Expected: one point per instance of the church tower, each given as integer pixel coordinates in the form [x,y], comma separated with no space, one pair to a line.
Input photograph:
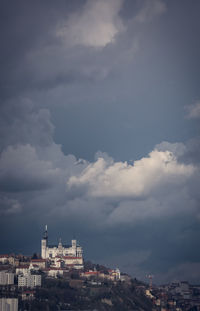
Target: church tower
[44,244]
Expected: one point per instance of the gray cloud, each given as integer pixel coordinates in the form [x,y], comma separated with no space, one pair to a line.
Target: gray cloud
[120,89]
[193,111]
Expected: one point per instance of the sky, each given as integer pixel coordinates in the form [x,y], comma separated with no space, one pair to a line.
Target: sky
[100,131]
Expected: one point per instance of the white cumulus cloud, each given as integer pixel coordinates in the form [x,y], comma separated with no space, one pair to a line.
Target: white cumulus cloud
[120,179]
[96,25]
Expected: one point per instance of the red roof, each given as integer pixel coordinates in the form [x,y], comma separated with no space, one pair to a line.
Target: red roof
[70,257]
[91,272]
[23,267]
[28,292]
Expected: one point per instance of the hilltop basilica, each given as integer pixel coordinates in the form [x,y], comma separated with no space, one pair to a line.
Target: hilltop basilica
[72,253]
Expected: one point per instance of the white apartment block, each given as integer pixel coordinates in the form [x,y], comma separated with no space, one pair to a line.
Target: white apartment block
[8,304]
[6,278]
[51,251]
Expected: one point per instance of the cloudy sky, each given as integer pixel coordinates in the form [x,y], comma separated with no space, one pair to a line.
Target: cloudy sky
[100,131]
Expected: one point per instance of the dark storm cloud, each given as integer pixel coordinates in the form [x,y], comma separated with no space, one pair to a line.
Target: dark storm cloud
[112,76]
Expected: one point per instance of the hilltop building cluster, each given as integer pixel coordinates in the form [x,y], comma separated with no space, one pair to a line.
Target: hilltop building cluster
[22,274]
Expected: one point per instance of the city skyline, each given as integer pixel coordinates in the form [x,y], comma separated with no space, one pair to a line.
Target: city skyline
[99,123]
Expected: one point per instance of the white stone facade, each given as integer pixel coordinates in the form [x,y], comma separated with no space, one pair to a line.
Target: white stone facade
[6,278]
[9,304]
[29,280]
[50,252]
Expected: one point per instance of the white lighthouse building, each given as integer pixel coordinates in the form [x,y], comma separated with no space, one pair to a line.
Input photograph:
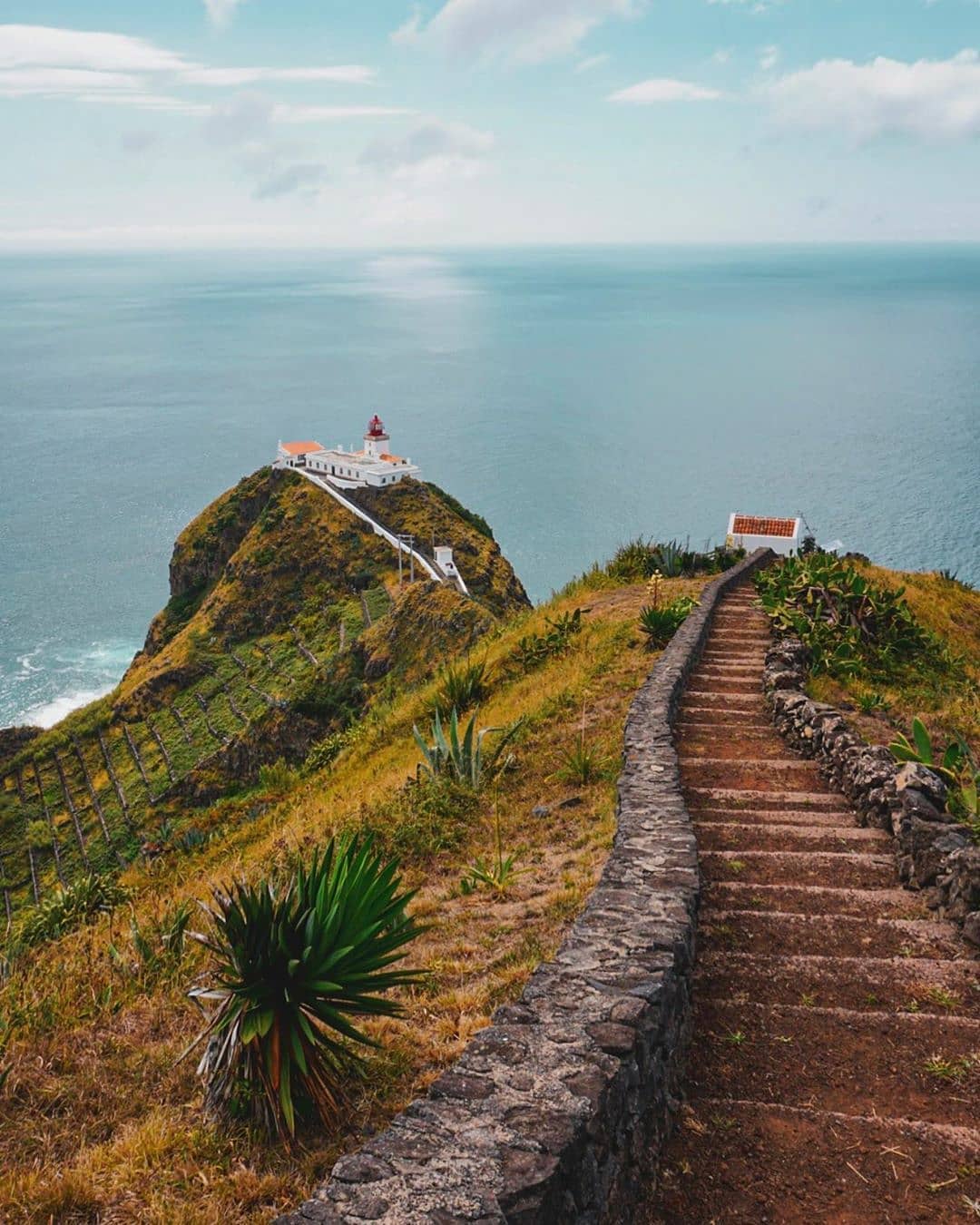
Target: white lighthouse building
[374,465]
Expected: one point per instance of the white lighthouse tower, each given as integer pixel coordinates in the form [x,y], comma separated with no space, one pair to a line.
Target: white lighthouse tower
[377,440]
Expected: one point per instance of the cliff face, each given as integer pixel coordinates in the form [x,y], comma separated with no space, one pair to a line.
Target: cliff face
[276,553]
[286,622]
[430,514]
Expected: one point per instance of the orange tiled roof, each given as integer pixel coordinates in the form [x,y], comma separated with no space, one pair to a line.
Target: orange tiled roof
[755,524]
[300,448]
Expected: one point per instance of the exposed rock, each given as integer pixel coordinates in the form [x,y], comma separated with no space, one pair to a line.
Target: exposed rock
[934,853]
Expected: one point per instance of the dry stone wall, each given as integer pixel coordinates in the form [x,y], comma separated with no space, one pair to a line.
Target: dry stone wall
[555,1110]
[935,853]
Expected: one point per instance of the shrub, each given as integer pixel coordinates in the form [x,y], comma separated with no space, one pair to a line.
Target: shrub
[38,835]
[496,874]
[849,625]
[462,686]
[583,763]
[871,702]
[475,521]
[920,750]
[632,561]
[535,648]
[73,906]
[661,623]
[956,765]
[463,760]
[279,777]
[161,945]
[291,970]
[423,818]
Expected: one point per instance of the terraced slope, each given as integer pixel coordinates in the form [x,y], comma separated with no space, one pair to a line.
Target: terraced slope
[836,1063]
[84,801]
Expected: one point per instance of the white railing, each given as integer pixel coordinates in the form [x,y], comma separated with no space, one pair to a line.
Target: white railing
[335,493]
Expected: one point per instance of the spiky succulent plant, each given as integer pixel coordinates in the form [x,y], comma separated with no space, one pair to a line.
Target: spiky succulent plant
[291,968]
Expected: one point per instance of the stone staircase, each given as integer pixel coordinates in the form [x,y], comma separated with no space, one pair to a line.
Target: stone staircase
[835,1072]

### To be done
Repeat the material exactly as it reads, without any of its pictures.

### Exercise solution
Expected: one point per instance of the church tower, each given as integer pixel coordinates in the form [x,y], comma separated with no space, one pair to a line.
Input photograph:
Target: church tower
[44,244]
Expected: one point per instance of the gray cloud, each given as integer pixel coordinates in the form [x,y], comma separated with no space, one pair to a line.
Target: gray cloud
[120,89]
[193,111]
Expected: one point per instance of the sky, each given as integer pixel coordinates in the form [x,y], comma separated with no space, one pair to a line.
Target: sky
[100,131]
Expected: one point per instance of the white cumulus cloud, each given as integer pixel coordinates in the form [x,y], comma separated with no space, one pair to a line.
Target: white cumulus cloud
[120,179]
[96,25]
Expected: one point per instance of the red roof, each given as integer pixel coordinates in the form [x,y], comma separated with no space, one pair to a line.
Target: red roof
[70,257]
[91,272]
[23,267]
[28,292]
Expected: one point per instance of the hilltop basilica, each given as integer pixel coordinates in the form [x,y], comma separated with no space, one pair to a line.
Target: hilltop basilica
[72,253]
Expected: one point per instance of the white apartment block, each given as integer pixel coordinates in the form [x,y], comma separated with no space, one pair to a line.
Target: white apartment block
[8,304]
[6,278]
[51,251]
Expected: one point per instance of the cloudy sky, each given as integer pixel coordinates in the form [x,y], comma separated with no space, one pair to a line.
Target: cloudy sky
[100,131]
Expected: one point per instance of the dark storm cloud, each given as integer pixel coordinates in the form [x,y], comma separated with no space, one pair to a line.
Target: dark storm cloud
[112,76]
Expected: one point per instance of the hilltop building cluster, each given as integer pixel coordinates in the form [x,y], comma separated with no space, one pair to a line.
Target: hilltop building cluster
[22,274]
Expected: one point per instance of the city skyline, each given as integer pixel coordinates in the form [x,y], comma separated with no space, one pair to a line.
Target: city skyline
[99,123]
Expected: one point per instance of the white stone facade, each given as integer pixel coordinates in the form [x,y], comma separated with no space, one pair to a line.
Target: white stone facade
[6,278]
[9,304]
[29,280]
[50,252]
Expected: one point per instance of the white lighthouse building, each given as integer pixel coordinates in the form [x,y], comma separated with no space, one pair to a line.
Input photograph:
Target: white lighthouse building
[374,465]
Expected: one point per instance of the white lighthouse tower, each given as integer pixel coordinates in the form [x,y], comma separated with no space, one pair to a line.
Target: white lighthouse tower
[377,440]
Expected: one point per instance of the cliff face, each given as integer pixel coordinates in the form [x,y], comma separated with no space, one pair to a line.
Target: cliff face
[276,553]
[286,622]
[430,514]
Expected: one point per instance of the orange tiled roof, each given as integer pixel coordinates in the form [x,y], comma separated with no space, one pair to a line.
Target: orange tiled roof
[755,524]
[300,448]
Expected: one point per instance of the exposed rock, each given as integer pixel coordinates in the form [x,y], comma separated with no space, one pair to a line.
Target: exposed rock
[934,853]
Expected: one point per instance of the dry stone wall, each given as integer pixel coordinates in the form [x,y], comma separated with no space, one pair to a line.
Target: dry stone wall
[555,1110]
[935,853]
Expected: one point per instance of the shrub, each given as integer pixel coordinates in the form [x,y], comma separated with no space, one pair to a line.
Target: shrub
[38,835]
[496,874]
[849,625]
[462,686]
[583,763]
[871,702]
[475,521]
[920,750]
[632,561]
[535,648]
[73,906]
[661,623]
[956,765]
[463,760]
[279,777]
[161,945]
[291,970]
[423,818]
Expected: one point per instance of the terraced slope, each given as integer pixel coordinates in the form [x,y], comma separated with no space, one pair to a line.
Target: terraced slope
[836,1063]
[84,801]
Expected: one point per instance of the white railing, each given as integer pixel coordinates in the form [x,y], comma separated with no space, one pair to a line.
Target: white railing
[335,493]
Expected: one point per instance of the spiky succulent plant, each given as integer pixel coordinates in the form [x,y], comma separated with no space, one pair to a line.
Target: spiky succulent plant
[291,968]
Expected: one point per instance of the stone staircase, each given as integer pixel coordinates in the form [x,y], comma separated with no space, one pair to a line.
Target: stone staircase
[835,1072]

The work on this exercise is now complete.